Excerpts from point annotation data —
§
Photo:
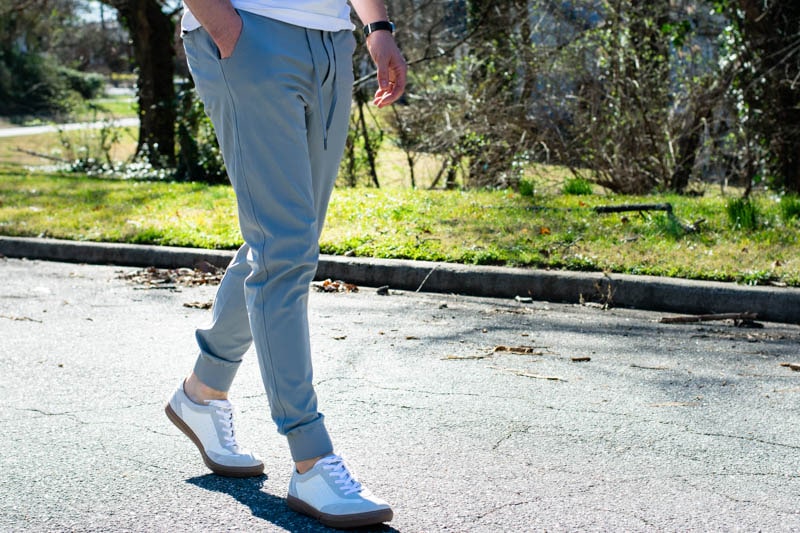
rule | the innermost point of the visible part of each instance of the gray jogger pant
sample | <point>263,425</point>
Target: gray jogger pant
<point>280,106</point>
§
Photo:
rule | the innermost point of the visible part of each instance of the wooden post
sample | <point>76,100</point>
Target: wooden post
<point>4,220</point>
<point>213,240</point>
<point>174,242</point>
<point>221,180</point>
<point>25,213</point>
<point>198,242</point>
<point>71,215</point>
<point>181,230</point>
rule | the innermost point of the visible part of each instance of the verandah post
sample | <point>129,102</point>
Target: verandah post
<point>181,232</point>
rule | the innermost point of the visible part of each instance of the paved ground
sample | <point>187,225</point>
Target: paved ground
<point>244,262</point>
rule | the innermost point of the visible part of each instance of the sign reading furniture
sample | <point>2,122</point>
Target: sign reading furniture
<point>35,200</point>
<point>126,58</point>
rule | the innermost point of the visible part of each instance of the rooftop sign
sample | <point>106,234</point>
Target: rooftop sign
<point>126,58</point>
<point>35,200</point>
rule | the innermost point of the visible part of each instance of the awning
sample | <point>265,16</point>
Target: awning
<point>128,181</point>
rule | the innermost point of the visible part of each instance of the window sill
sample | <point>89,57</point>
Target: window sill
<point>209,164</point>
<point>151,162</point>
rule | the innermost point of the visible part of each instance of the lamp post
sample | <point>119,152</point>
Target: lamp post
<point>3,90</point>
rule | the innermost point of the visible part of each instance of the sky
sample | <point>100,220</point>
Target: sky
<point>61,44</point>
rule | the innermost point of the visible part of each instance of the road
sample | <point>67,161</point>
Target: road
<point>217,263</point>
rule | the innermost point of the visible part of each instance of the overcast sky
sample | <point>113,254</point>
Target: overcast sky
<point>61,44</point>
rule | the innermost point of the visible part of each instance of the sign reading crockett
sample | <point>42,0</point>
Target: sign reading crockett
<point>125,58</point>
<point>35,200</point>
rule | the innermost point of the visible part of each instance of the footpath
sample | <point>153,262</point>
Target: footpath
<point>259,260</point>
§
Task details —
Reproduce the lines above word for word, starting at the line that contains "the window sill" and ending at the line that contains "<point>3,90</point>", with both of those lines included.

The result —
rule | the innermost point of the visible part of each instance of the window sill
sample | <point>89,57</point>
Target: window sill
<point>209,164</point>
<point>151,162</point>
rule | the innermost point of the visible part of each instance of the lamp post
sample | <point>119,152</point>
Target: lamp post
<point>3,90</point>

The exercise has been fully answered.